Required task —
Can you change every "Pointing rules" to "Marking rules" in the records, starting at the top and stopping after the line that has "point(117, 219)", and return those lines with nothing else altered and the pictures left out?

------ Record list ------

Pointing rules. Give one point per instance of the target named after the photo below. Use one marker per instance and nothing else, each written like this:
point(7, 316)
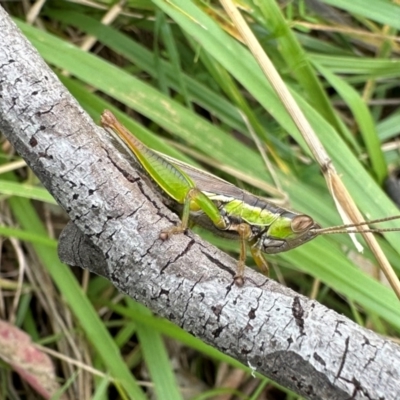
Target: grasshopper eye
point(301, 223)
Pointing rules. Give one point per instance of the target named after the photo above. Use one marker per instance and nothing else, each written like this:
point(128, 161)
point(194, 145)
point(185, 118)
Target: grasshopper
point(220, 206)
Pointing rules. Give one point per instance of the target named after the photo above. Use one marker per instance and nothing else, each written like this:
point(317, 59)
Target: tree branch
point(117, 219)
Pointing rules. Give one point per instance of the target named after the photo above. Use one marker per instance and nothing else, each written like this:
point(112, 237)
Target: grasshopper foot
point(239, 280)
point(174, 230)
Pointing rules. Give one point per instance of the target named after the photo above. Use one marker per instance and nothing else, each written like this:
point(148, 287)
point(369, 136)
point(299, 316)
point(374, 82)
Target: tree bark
point(116, 221)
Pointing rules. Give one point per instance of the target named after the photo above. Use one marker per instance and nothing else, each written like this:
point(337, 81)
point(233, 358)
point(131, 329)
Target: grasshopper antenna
point(344, 228)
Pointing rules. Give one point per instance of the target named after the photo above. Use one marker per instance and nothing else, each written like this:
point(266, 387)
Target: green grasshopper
point(219, 206)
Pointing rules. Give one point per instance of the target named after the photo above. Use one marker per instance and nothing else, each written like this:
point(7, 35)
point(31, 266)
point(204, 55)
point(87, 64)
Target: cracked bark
point(116, 220)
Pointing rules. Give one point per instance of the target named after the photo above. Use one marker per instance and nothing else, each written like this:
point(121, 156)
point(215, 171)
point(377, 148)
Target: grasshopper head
point(287, 232)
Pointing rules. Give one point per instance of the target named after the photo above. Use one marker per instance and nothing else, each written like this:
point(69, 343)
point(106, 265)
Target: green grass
point(192, 83)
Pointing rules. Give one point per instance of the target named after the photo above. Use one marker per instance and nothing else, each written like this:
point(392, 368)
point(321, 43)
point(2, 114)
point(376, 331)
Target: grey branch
point(116, 224)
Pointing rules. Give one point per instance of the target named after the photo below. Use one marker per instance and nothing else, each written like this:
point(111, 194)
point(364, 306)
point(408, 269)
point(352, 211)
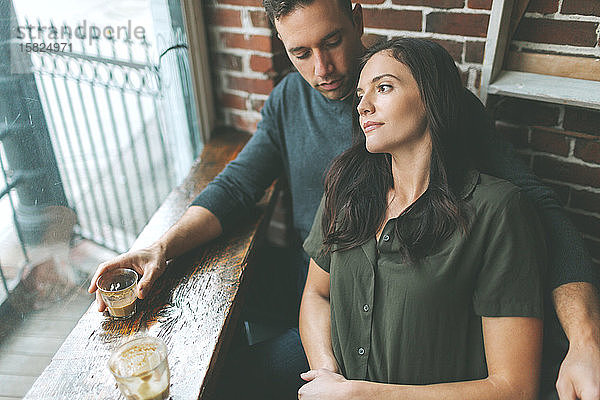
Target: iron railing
point(101, 101)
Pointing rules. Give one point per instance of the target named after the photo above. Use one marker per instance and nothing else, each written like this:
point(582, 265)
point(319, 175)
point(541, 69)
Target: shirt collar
point(469, 181)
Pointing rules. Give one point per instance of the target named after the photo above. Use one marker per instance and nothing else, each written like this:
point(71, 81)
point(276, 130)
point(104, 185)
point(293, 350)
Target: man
point(306, 122)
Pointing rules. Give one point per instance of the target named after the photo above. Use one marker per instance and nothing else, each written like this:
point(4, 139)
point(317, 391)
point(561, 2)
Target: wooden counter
point(190, 307)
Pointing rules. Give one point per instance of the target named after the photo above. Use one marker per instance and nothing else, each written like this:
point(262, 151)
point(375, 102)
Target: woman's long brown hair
point(357, 182)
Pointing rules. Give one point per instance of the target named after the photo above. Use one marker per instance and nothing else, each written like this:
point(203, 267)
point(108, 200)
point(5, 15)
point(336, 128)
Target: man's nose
point(323, 65)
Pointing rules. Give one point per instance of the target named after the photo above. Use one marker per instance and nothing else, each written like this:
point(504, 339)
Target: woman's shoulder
point(492, 194)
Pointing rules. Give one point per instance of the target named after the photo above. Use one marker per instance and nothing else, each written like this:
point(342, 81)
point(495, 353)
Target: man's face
point(323, 43)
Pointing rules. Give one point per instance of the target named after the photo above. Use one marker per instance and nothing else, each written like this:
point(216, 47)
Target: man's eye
point(334, 43)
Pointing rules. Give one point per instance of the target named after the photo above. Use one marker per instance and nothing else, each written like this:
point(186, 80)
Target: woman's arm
point(513, 349)
point(315, 320)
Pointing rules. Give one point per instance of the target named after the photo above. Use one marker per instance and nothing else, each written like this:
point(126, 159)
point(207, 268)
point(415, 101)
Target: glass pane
point(97, 126)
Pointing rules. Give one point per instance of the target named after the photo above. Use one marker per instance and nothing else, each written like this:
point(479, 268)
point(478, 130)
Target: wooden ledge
point(190, 307)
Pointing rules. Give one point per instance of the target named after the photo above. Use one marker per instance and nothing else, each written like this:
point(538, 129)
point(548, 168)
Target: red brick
point(527, 112)
point(586, 224)
point(543, 6)
point(594, 248)
point(251, 42)
point(261, 64)
point(582, 120)
point(432, 3)
point(584, 200)
point(588, 150)
point(558, 170)
point(458, 23)
point(224, 17)
point(562, 192)
point(474, 51)
point(582, 7)
point(453, 47)
point(257, 105)
point(574, 33)
point(244, 123)
point(549, 142)
point(393, 19)
point(516, 134)
point(258, 86)
point(249, 3)
point(370, 39)
point(228, 61)
point(260, 19)
point(233, 101)
point(464, 76)
point(480, 4)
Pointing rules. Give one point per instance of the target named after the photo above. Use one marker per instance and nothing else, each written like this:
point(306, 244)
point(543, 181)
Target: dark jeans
point(267, 370)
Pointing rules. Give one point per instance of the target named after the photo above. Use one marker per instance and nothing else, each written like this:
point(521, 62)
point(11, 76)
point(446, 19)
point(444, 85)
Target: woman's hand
point(324, 384)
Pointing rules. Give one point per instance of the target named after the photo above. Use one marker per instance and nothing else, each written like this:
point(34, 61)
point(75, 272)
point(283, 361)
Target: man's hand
point(324, 385)
point(149, 263)
point(579, 375)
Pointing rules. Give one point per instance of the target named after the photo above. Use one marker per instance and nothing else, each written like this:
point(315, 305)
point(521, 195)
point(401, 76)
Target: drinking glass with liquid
point(118, 288)
point(141, 369)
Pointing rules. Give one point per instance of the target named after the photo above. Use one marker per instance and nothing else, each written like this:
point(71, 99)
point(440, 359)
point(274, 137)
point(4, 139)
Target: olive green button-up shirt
point(420, 323)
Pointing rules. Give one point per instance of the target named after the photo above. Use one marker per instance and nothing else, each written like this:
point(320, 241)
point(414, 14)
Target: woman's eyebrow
point(379, 77)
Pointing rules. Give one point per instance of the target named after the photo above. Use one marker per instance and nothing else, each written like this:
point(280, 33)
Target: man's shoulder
point(291, 84)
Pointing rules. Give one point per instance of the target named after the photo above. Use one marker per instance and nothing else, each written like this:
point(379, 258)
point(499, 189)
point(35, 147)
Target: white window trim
point(554, 89)
point(199, 65)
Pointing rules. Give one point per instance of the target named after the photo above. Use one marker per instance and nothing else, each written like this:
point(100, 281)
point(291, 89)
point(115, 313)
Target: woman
point(424, 281)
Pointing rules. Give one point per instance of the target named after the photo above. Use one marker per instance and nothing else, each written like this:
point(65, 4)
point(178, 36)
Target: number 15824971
point(42, 47)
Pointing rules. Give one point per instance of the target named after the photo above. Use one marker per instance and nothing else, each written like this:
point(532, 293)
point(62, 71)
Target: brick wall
point(561, 143)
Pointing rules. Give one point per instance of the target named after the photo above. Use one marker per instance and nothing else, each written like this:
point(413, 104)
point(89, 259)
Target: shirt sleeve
point(509, 283)
point(313, 245)
point(244, 180)
point(568, 258)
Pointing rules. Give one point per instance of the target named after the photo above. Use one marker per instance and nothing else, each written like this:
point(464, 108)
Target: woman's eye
point(303, 55)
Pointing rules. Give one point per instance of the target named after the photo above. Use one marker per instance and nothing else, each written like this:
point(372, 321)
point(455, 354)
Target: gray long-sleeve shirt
point(301, 131)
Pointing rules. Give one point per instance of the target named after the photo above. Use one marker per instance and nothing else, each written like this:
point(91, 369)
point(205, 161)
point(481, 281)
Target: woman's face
point(392, 114)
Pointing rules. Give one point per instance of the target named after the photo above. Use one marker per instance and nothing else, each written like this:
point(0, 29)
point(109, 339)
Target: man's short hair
point(280, 8)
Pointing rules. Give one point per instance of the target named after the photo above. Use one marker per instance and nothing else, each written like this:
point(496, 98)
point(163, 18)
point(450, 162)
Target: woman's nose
point(365, 106)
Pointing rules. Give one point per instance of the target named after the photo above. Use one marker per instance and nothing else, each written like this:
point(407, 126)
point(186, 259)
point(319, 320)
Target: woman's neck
point(410, 170)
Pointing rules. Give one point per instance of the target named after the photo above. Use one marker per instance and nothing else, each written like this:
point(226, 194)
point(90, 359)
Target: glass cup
point(118, 288)
point(141, 369)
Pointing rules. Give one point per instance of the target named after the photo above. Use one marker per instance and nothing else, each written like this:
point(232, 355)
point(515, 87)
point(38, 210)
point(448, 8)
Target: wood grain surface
point(190, 306)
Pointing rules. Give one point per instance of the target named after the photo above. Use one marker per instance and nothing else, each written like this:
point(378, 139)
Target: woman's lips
point(333, 85)
point(371, 126)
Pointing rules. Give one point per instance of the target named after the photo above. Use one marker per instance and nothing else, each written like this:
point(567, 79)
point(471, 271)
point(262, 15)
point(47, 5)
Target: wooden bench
point(192, 306)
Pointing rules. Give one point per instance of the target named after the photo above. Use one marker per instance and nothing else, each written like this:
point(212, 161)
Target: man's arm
point(315, 320)
point(236, 188)
point(578, 309)
point(195, 227)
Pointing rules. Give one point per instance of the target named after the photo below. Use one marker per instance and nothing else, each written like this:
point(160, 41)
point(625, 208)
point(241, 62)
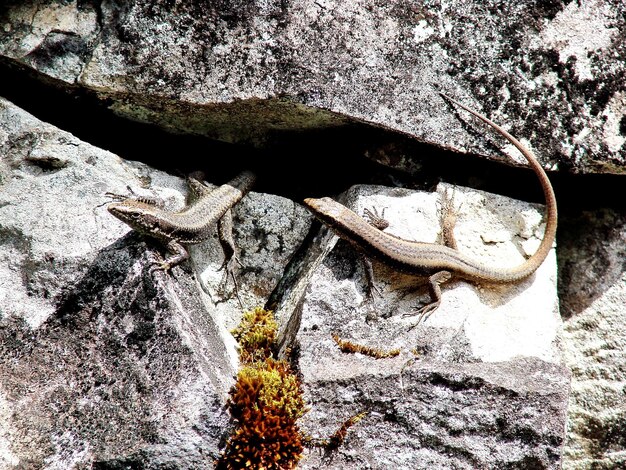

------

Output of the task —
Marking rules. Give one point per instance of the target named after the photo below. Use one marker per instance and nothing else, each written like this:
point(7, 316)
Target: grasshopper eye
point(301, 223)
Marking rules. Give one point per instance of the target named after the photo above. Use one marker per instance and nothing else, each written like this:
point(128, 161)
point(194, 145)
point(185, 118)
Target: grasshopper
point(220, 206)
Marking rules. Give one point per instance of the target named after the photo above. Use one marker per instance and nothing else, each written like this:
point(317, 59)
Target: tree branch
point(117, 219)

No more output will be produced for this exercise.